Budget Office says GOP healthcare bill would toss 22 million off insurance

Senate Minority Leader Charles E. Schumer (D-NY) said Monday afternoon that the legislation cannot stand after release of the CBO report.

Jason Spencer | Jun 28, 2017

The Congressional Budget Office (CBO) said Monday that under the Republican Senate's healthcare plan, 22 million people would lose their health insurance over the next 10 years.

The CBO's 49-page report is likely to make it more difficult for Senate Majority Leader Mitch McConnell to get the votes he needs to pass the measure.

Four conservative GOP senators Ted Cruz (Tex.), Rand Paul (Kentucky), Ron Johnson (Wis.), and Mike Lee (Utah) have said the legislation does not do enough to repeal Obamacare, while some moderate Republicans Senators Dean Heller (Nev.), Rob Portman (Ohio), and Bill Cassidy (La.) want more funding, according to a report by The Washington Post.

Compared to the House version, the Senate bill would further increase the number of uninsured and would more greatly reduce federal subsidies for those who purchase individual health insurance policies.

"The amount of federal revenues collected and the amount of spending on Medicaid would almost surely both be lower than under current law," the report says. "And the number of uninsured people under this legislation would almost surely be greater than under current law."

Senate Minority Leader Charles E. Schumer (D-NY) said Monday afternoon that the legislation cannot stand after release of the CBO report.

"Republicans would be wise to read it as a giant stop sign," Schumer told reporters, according to the Post. "No matter how the bill changes around the edges, it is fundamentally rotten to the core."

* * * * *

*Brief 1*
From the article on the CBO healthcare report, set down the passage between "Budget Office says" and "pass the measure.", inclusive.
*Brief 2*
Summarize the article on the CBO healthcare report in two sentences.

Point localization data
* * * * *

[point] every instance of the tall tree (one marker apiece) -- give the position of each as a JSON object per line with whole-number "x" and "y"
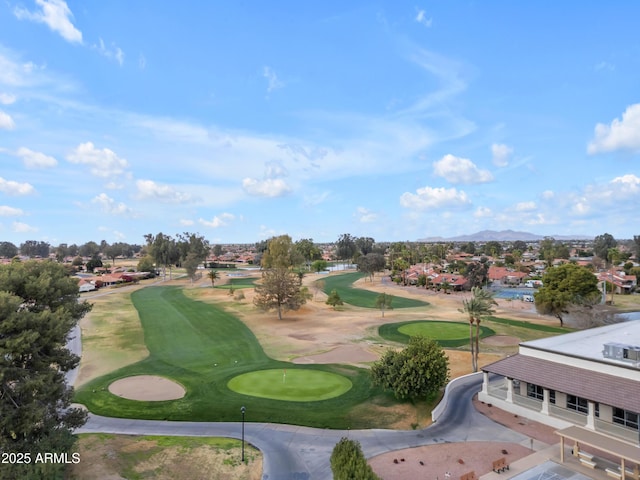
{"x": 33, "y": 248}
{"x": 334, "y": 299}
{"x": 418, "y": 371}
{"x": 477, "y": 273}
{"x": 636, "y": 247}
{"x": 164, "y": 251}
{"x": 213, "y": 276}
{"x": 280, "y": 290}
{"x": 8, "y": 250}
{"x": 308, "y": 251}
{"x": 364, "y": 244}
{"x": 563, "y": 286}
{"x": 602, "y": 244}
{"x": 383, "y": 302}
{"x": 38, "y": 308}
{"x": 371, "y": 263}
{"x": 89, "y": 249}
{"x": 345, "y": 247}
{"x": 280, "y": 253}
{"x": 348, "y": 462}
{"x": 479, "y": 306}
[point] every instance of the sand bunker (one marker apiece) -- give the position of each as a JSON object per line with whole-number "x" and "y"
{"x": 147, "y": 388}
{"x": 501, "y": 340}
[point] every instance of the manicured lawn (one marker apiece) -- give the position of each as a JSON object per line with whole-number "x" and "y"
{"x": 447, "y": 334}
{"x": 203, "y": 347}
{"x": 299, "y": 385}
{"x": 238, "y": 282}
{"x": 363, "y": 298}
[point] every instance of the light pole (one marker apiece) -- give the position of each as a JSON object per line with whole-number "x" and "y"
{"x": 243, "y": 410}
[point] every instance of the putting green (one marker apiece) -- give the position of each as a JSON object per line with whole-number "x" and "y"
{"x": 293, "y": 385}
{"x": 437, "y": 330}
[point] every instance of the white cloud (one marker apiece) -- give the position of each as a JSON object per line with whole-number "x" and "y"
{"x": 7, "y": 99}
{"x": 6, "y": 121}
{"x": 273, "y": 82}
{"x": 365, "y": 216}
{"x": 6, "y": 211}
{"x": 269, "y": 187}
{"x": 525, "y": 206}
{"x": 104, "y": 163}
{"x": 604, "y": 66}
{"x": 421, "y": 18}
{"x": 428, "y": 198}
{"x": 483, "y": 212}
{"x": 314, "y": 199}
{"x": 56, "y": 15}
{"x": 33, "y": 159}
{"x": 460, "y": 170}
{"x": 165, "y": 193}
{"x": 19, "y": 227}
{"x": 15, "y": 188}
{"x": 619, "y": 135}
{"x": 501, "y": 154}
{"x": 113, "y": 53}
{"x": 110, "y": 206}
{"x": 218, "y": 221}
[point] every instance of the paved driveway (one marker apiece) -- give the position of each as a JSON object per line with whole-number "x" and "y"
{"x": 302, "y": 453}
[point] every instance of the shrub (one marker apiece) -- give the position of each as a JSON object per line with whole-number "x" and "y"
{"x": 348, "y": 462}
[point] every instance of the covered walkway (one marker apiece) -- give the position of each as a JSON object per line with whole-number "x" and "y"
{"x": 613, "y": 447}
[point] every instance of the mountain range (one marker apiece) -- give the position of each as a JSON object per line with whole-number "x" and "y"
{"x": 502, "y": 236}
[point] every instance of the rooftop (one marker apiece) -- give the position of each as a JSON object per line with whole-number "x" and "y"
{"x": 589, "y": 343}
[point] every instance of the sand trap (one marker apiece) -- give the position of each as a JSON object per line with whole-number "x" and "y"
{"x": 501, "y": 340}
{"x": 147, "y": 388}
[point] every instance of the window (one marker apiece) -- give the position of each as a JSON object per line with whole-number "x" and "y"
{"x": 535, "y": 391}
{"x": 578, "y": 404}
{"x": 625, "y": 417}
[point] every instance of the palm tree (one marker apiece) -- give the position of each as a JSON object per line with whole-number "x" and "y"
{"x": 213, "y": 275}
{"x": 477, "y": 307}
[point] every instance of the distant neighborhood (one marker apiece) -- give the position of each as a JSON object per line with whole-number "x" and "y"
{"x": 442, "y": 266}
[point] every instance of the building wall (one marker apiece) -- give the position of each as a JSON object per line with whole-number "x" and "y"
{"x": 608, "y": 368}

* * * * *

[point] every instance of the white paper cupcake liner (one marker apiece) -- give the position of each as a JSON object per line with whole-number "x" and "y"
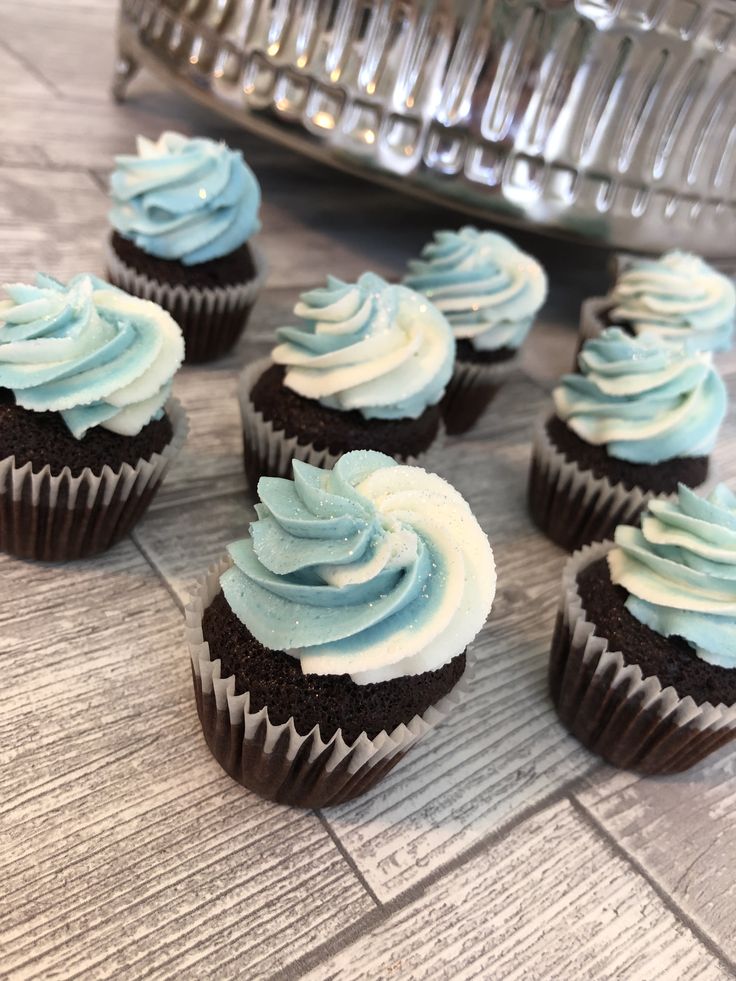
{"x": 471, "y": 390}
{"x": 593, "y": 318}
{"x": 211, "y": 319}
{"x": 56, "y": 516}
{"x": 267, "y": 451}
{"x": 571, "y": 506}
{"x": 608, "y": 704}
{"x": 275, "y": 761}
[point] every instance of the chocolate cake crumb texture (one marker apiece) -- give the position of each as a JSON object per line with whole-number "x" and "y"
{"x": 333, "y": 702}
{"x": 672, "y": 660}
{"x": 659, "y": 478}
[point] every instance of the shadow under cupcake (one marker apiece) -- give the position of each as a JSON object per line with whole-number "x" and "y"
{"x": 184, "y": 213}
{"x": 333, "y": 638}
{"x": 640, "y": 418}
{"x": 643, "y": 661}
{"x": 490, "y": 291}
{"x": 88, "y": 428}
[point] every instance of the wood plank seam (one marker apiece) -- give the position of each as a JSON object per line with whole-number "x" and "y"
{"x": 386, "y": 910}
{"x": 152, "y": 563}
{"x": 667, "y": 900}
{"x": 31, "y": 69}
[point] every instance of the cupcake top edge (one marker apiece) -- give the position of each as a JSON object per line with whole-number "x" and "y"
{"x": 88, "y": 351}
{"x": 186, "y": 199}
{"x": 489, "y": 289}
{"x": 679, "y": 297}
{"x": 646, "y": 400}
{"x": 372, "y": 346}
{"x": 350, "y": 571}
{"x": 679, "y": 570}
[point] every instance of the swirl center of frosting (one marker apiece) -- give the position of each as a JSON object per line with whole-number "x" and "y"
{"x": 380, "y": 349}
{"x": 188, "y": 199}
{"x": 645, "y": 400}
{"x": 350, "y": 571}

* * * * *

*Task response 1*
Budget Office says GOP healthcare bill would toss 22 million off insurance

Senate Minority Leader Charles E. Schumer (D-NY) said Monday afternoon that the legislation cannot stand after release of the CBO report.

Jason Spencer | Jun 28, 2017

The Congressional Budget Office (CBO) said Monday that under the Republican Senate's healthcare plan, 22 million people would lose their health insurance over the next 10 years.

The CBO's 49-page report is likely to make it more difficult for Senate Majority Leader Mitch McConnell to get the votes he needs to pass the measure.

*Task response 2*
The Congressional Budget Office reported Monday that 22 million people would lose their health insurance over 10 years under the Senate Republican healthcare plan, which would leave more people uninsured than the House version. The report may make it harder for Mitch McConnell to win the votes to pass the bill, which faces objections from both conservative and moderate Republican senators, and Charles E. Schumer said the legislation cannot stand.